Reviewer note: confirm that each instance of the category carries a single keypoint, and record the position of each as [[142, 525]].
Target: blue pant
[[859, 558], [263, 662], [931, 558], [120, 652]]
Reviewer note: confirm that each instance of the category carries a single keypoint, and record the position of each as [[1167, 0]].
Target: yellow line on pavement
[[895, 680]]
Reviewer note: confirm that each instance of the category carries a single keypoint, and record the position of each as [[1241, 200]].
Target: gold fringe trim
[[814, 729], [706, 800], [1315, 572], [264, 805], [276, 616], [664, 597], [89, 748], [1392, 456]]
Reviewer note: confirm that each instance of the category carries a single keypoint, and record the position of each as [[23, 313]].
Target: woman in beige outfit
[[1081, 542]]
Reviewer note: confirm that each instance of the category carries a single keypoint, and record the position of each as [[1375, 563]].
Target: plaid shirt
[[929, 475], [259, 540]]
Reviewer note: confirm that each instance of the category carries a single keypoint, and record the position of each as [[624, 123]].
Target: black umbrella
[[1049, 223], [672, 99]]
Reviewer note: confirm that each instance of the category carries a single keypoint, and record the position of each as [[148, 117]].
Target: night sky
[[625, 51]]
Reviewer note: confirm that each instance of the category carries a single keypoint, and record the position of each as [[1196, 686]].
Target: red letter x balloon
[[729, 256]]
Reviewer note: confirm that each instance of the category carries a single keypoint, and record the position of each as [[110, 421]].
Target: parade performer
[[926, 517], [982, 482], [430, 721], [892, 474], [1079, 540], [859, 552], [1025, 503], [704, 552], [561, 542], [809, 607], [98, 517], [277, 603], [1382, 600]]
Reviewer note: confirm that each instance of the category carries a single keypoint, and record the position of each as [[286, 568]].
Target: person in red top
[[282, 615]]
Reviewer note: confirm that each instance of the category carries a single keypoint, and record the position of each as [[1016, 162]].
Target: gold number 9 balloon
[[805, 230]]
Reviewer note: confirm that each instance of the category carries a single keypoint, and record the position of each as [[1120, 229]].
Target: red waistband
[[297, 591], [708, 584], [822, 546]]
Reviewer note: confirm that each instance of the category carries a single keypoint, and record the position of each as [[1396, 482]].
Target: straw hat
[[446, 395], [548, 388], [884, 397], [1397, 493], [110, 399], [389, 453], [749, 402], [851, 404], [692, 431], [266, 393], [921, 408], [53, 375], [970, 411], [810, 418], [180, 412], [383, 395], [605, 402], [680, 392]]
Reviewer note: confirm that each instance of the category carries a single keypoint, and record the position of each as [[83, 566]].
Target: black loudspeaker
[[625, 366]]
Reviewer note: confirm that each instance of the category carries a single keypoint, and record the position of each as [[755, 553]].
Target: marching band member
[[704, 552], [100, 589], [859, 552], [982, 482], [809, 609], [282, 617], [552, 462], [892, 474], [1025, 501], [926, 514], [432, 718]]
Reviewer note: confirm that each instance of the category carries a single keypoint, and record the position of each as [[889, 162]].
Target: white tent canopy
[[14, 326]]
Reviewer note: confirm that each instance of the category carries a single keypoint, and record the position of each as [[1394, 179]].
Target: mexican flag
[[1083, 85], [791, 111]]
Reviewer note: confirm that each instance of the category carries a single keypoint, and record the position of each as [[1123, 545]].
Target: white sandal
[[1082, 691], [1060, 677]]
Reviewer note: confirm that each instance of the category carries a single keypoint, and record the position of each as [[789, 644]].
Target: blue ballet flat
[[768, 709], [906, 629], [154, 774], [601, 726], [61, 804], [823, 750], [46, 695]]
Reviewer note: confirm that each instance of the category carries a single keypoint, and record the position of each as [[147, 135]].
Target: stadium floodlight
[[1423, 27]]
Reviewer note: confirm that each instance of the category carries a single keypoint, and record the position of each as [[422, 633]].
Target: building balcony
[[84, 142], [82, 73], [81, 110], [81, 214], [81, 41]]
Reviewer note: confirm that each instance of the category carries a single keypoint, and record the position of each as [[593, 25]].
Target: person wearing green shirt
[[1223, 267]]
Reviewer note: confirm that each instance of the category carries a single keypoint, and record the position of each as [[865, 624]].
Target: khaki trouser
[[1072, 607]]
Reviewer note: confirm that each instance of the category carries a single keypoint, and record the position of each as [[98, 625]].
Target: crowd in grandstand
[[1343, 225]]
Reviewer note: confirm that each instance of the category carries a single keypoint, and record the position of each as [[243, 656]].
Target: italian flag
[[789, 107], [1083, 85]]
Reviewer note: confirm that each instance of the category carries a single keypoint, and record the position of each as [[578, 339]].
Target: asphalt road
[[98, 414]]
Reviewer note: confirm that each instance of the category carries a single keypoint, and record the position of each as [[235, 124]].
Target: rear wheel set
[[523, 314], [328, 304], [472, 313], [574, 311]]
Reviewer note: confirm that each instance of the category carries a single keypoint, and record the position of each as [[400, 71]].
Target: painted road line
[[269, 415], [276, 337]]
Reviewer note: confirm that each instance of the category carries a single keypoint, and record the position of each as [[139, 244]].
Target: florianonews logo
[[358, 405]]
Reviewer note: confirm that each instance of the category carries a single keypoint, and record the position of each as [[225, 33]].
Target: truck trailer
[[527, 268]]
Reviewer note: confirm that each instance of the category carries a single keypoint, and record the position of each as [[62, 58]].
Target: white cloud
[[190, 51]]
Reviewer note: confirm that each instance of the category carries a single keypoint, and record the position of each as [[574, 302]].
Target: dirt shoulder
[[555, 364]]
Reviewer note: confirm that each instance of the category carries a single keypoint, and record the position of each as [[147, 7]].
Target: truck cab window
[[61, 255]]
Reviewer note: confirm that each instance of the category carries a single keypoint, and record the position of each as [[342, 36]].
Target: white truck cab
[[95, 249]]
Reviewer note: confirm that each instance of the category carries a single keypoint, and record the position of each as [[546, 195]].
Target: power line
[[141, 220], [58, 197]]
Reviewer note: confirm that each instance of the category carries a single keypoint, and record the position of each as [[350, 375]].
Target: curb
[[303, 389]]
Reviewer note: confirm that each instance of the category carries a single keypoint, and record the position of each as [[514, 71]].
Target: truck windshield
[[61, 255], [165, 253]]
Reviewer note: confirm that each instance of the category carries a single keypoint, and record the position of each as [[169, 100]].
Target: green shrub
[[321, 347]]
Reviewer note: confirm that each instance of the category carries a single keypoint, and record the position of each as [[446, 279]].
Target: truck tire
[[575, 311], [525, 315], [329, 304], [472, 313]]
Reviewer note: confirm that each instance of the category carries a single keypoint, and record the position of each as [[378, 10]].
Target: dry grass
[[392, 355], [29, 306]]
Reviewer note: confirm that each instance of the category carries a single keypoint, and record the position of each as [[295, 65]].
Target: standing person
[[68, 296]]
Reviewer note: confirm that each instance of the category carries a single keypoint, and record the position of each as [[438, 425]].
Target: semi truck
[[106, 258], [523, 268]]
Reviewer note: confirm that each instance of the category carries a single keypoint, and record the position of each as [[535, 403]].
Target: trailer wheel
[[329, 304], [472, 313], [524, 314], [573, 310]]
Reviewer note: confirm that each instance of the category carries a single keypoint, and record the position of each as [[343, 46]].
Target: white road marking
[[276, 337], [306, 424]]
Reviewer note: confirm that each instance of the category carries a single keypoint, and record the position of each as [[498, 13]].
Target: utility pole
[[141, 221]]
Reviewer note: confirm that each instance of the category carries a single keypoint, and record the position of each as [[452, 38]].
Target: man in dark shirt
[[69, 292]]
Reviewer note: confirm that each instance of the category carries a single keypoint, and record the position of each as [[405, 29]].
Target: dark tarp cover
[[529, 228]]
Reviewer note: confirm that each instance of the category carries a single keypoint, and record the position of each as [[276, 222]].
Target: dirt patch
━━━━━━━━━━
_WHAT THE TASK ASKS:_ Put every line of the items above into a numbered list, leaving out any blank lines.

_FINAL RESULT:_
1. Reviewer note: confirm that each instance of the category carries a single keypoint, and record the position of each as [[142, 525]].
2. Target: blue pant
3. [[859, 558], [263, 662], [931, 558], [120, 652]]
4. Reviewer note: confirm that each instance of the category carries a single keypoint, and record the position of each as [[1167, 0]].
5. Target: yellow line on pavement
6. [[895, 680]]
7. Reviewer note: confirm that each instance of the category carries a single keypoint, and record the position of each as [[1241, 200]].
8. Target: gold fringe trim
9. [[814, 729], [706, 800], [1315, 572], [264, 805], [276, 616], [664, 597], [89, 748], [1392, 456]]
10. Reviewer note: confirm that each instance of the category carries a single keypoint, and record the position of each as [[23, 313]].
11. Target: woman in beige outfit
12. [[1081, 542]]
13. Reviewer note: confirm that each instance of the category carries a single keypoint, and record the position of each as [[1375, 563]].
14. Target: plaid shirt
15. [[929, 475], [259, 540]]
16. Reviewer note: confirm that each instance of the category carries a single keypoint, and record the position of each as [[624, 123]].
17. Target: black umbrella
18. [[1049, 223], [672, 99]]
19. Reviewer note: confirm that each instance of the category carries a single keypoint, and record the position of each as [[148, 117]].
20. Target: night sky
21. [[625, 51]]
22. Reviewer note: confirm that each instance of the category carries a single keypoint, and record the position of each as [[1196, 686]].
23. Target: red letter x balloon
24. [[729, 256]]
25. Reviewer note: confirm that each instance of the category carries a single keypoint, and record the position of each as [[110, 421]].
26. Target: parade performer
27. [[926, 517], [982, 482], [430, 721], [892, 474], [1079, 540], [859, 552], [1025, 503], [704, 552], [561, 542], [809, 607], [98, 517], [277, 603], [1382, 600]]
28. Reviewer note: confirm that each instance of the category carries a single keypoint, and record the position of each as [[286, 568]].
29. Target: person in red top
30. [[282, 615]]
31. Reviewer note: confirm that each instance of the category carries a single keypoint, and record the position of each as [[1016, 162]].
32. Target: gold number 9 balloon
33. [[805, 230]]
34. Reviewer note: confirm that each instance of the category carries a single keypoint, and record the position of each as [[1120, 229]].
35. Target: red waistband
36. [[297, 591], [708, 584], [822, 546]]
37. Reviewer note: confirm that each instance of the category carries a single keypoint, and record the position of each as [[1396, 482]].
38. Target: straw hat
39. [[446, 395], [548, 388], [884, 397], [1397, 493], [110, 399], [389, 453], [749, 402], [851, 404], [692, 431], [266, 393], [921, 408], [53, 375], [970, 411], [810, 418], [180, 412], [383, 395], [605, 402], [680, 392]]
40. Reviewer note: confirm that each instance of the category carries a single keypoint, and record the position of each as [[83, 566]].
41. Target: black loudspeaker
42. [[625, 366]]
43. Reviewer note: confirm that each instance of the category carries a single keypoint, and record the position of each as [[755, 553]].
44. Target: marching band member
45. [[704, 552], [100, 589], [859, 552], [982, 482], [809, 609], [282, 617], [552, 462], [892, 474], [1025, 501], [926, 514], [432, 718]]
46. Reviewer note: confirm that each instance of the category carries a single keypoint, and record the position of each as [[889, 162]].
47. Target: white tent canopy
48. [[14, 326]]
49. Reviewer note: confirm that each instance of the category carries a single keypoint, and record the position of each as [[1394, 179]].
50. Target: mexican flag
51. [[1083, 85], [791, 111]]
52. Reviewer note: confirm that each instance of the category carries a single keypoint, and record the position of each as [[1123, 545]].
53. Target: white sandal
54. [[1082, 691], [1060, 677]]
55. Reviewer note: confirm that each instance of the category carries a single keypoint, and record the position of each as [[789, 644]].
56. Target: blue ballet flat
57. [[768, 709], [906, 629], [154, 774], [601, 726], [61, 804], [823, 750], [46, 695]]
58. Reviewer note: confirm that each instance of the category carries a single keypoint, and record the position of each as [[147, 135]].
59. Target: stadium floodlight
60. [[1423, 27]]
61. Reviewer note: confirm that each instance of the category carries a single keypoint, and record the position of each as [[422, 633]].
62. Target: building balcony
63. [[84, 142], [82, 73], [81, 110], [81, 214], [81, 41]]
64. Reviewer note: confirm that each instance of the category carries a single keypoint, and record the position of each as [[593, 25]].
65. Target: person wearing green shirt
66. [[1223, 267]]
67. Reviewer note: confirm that each instance of the category carries a single keypoint, and record the position of each as [[865, 624]].
68. Target: khaki trouser
69. [[1072, 607]]
70. Reviewer note: confirm that each instance of the category carries a single keypoint, and record the position of each as [[98, 625]].
71. Target: crowd in grandstand
72. [[1343, 225]]
73. Reviewer note: confirm that each instance of the category carries a single keypoint, and record the position of each as [[243, 656]].
74. Target: italian flag
75. [[789, 107], [1083, 85]]
76. Reviewer note: confirm that each instance of the category carries a single keypoint, and record the position of each as [[578, 339]].
77. Target: asphalt road
78. [[98, 414]]
79. Reviewer note: confirm that each instance of the category carries a single keypoint, and record the position of each as [[235, 124]].
80. Target: rear wheel set
81. [[523, 314], [328, 304], [472, 313], [574, 311]]
82. Reviewer note: confirm that each instance of the category carries a single keypoint, and record the position of each as [[400, 71]].
83. Target: painted road line
84. [[269, 415], [276, 337]]
85. Reviewer note: confirm that each instance of the category carries a single keypoint, and record the position of each as [[139, 244]].
86. Target: florianonews logo
87. [[358, 405]]
88. Reviewer note: confirm that each instance of the category carries a single keypoint, and record the position of each as [[225, 33]].
89. Target: truck trailer
90. [[527, 268]]
91. Reviewer note: confirm that each instance of the category carries a single keypoint, and record the position of each as [[62, 58]].
92. Target: white cloud
93. [[190, 51]]
94. Reviewer note: confirm that each instance of the category carries a single keypoint, and record the position of each as [[574, 302]].
95. Target: dirt shoulder
96. [[555, 364]]
97. Reviewer note: confirm that each instance of the category carries a single keypoint, and record the position of each as [[147, 7]].
98. Target: truck cab window
99. [[61, 255]]
100. Reviewer note: confirm that each instance of the category carries a single keypoint, and record the position of each as [[342, 36]].
101. Target: white truck cab
102. [[95, 249]]
103. Reviewer note: confirm that each instance of the category carries a single keypoint, and record the position of each as [[546, 195]].
104. Target: power line
105. [[141, 220], [58, 197]]
106. Reviewer note: confirm that each instance of the category carries a single keypoint, and record the position of each as [[350, 375]].
107. Target: curb
108. [[303, 389]]
109. Reviewer note: confirm that each instance of the category carries a single keypoint, and record the position of each as [[514, 71]].
110. Target: truck windshield
111. [[61, 255], [165, 253]]
112. Reviewer note: confirm that each instance of the category carries a single keypoint, and record the position of each as [[169, 100]].
113. Target: green shrub
114. [[321, 347]]
115. Reviewer note: confirm that each instance of the category carries a single keypoint, and record the position of each as [[446, 279]].
116. Target: truck tire
117. [[575, 311], [525, 315], [329, 304], [472, 313]]
118. Reviewer note: confirm that each instance of the category carries a single keypoint, and record the position of each as [[378, 10]].
119. Target: dry grass
120. [[392, 355], [29, 306]]
121. Reviewer note: confirm that each instance of the category carries a single keypoint, and record the position of each as [[295, 65]].
122. Target: standing person
123. [[68, 296]]
124. Reviewer note: confirm that each instance of the category carries a single keypoint, and record the position of each as [[438, 425]].
125. Target: semi truck
126. [[106, 258], [523, 268]]
127. Reviewer note: confirm that each instance of the category carries a single keypoint, and record the position of each as [[535, 403]].
128. Target: trailer wheel
129. [[329, 304], [472, 313], [524, 314], [573, 310]]
130. Reviewer note: confirm that each instance of the category carries a single keypoint, and record the position of each as [[343, 46]].
131. Target: white road marking
132. [[276, 337], [306, 424]]
133. Reviewer note: confirm that each instance of the category carries a single keypoint, and record the position of each as [[498, 13]].
134. Target: utility pole
135. [[141, 221]]
136. Reviewer note: confirm that each instance of the category carries a single keypoint, and record the position of each as [[452, 38]].
137. Target: man in dark shirt
138. [[69, 292]]
139. Reviewer note: confirm that each instance of the category carries a single keypoint, and record the position of each as [[405, 29]].
140. Target: dark tarp cover
141. [[529, 228]]
142. Reviewer note: confirm that each instance of the category carries a single keypoint, and record the position of each as [[276, 222]].
143. Target: dirt patch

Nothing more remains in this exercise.